(Pointing and labeling entries)
....

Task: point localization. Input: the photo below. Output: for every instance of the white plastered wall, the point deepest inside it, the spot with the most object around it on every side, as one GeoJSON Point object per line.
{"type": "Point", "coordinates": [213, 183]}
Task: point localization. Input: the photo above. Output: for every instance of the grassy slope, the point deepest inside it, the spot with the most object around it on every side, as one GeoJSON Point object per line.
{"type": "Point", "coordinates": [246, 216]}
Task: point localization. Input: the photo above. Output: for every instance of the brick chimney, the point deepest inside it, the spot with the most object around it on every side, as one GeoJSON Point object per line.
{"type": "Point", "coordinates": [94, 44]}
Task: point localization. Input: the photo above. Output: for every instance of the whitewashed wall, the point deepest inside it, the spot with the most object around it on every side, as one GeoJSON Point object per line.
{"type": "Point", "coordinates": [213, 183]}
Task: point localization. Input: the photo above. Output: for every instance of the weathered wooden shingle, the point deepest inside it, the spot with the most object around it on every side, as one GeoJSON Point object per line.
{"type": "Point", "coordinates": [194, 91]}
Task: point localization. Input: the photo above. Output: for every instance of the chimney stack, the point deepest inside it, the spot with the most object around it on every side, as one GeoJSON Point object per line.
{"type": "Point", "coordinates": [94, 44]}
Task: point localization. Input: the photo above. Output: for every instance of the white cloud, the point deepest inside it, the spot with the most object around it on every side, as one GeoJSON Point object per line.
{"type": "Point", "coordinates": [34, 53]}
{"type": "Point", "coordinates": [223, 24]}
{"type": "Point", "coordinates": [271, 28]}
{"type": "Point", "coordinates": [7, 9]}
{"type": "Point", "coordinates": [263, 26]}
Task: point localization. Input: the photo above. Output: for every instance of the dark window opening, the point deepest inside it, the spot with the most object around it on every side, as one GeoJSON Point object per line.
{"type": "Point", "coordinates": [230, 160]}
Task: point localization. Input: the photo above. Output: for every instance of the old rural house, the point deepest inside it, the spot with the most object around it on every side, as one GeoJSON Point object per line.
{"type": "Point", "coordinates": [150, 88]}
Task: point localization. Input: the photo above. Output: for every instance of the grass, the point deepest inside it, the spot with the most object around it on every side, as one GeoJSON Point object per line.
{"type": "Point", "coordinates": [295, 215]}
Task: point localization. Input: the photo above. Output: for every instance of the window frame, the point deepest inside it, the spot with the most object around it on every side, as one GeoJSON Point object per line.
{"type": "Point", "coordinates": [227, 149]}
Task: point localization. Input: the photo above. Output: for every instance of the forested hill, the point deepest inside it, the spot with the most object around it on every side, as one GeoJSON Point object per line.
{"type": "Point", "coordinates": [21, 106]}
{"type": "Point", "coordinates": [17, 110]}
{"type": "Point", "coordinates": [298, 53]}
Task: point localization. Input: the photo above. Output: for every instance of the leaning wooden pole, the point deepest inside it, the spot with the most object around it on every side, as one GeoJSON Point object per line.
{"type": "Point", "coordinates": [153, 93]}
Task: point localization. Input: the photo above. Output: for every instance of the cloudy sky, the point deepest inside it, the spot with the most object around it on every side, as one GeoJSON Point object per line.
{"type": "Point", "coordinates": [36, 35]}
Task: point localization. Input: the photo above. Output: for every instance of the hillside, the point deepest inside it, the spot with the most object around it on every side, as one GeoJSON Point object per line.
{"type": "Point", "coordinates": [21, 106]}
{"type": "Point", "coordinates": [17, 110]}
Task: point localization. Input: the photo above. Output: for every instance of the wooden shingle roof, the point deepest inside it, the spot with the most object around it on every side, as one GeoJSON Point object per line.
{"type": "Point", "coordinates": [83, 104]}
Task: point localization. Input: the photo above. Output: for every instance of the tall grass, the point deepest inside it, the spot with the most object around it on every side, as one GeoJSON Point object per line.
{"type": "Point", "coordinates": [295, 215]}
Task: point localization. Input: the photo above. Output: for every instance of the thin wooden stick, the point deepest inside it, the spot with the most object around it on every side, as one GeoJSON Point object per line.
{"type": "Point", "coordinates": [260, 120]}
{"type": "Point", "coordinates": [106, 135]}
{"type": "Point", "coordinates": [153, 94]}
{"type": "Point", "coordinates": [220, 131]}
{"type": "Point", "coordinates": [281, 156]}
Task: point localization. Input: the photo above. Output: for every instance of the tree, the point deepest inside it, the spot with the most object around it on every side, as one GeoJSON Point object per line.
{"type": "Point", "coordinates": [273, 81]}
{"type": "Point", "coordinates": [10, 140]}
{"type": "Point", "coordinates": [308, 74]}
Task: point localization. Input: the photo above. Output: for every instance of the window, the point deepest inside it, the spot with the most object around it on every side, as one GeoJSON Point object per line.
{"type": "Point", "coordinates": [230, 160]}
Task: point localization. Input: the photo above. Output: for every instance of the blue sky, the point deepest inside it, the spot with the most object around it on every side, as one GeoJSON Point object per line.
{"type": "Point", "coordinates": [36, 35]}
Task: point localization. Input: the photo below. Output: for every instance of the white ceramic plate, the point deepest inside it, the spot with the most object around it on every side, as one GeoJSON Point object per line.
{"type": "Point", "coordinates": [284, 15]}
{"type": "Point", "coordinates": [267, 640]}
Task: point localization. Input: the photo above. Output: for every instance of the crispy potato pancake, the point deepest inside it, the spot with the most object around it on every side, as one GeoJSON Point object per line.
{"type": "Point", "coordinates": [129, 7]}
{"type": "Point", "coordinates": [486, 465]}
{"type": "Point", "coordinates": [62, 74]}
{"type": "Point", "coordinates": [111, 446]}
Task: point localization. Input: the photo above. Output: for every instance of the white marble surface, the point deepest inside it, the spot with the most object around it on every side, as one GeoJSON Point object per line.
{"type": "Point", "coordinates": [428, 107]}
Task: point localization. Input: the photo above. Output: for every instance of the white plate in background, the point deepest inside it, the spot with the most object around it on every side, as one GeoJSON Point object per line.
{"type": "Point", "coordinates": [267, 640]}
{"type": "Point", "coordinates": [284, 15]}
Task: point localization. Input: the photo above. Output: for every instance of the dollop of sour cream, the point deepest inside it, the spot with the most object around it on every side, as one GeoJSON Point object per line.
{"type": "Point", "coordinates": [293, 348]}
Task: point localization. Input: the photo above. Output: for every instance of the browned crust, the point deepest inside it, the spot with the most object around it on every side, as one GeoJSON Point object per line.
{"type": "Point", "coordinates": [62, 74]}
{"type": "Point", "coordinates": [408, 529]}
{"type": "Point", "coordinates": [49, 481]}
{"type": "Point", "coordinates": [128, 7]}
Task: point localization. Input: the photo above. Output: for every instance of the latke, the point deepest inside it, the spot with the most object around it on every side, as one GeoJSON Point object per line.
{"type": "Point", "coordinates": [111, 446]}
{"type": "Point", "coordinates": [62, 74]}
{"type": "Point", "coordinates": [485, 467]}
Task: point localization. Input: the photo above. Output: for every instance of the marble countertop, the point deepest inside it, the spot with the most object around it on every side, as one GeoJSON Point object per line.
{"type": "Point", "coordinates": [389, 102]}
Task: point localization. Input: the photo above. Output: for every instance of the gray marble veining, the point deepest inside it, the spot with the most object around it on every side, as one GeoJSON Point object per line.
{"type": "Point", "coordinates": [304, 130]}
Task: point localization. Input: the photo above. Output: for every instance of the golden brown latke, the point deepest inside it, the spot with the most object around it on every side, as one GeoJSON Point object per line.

....

** Work to do **
Copy out the lines from the line containing "of the marble" to the end of the listing above, without alteration.

** The completed task **
Task: point localization. Input: the photo above. Output: for every instance of the marble countertop, the point deepest inside it, the spot with the most object around it on every side, as one GeoJSON Point object per line.
{"type": "Point", "coordinates": [389, 102]}
Task: point localization. Input: the photo above. Output: for every instance of the gray marble veining, the point deepest inside it, the spot with the most object around it on every side, as one GeoJSON Point object per line.
{"type": "Point", "coordinates": [304, 130]}
Task: point localization. Input: the photo above. Output: for every instance of the golden brown latke, the point deepest inside it, the spot with the most object around it on every side, as one GeoJSON Point object per line.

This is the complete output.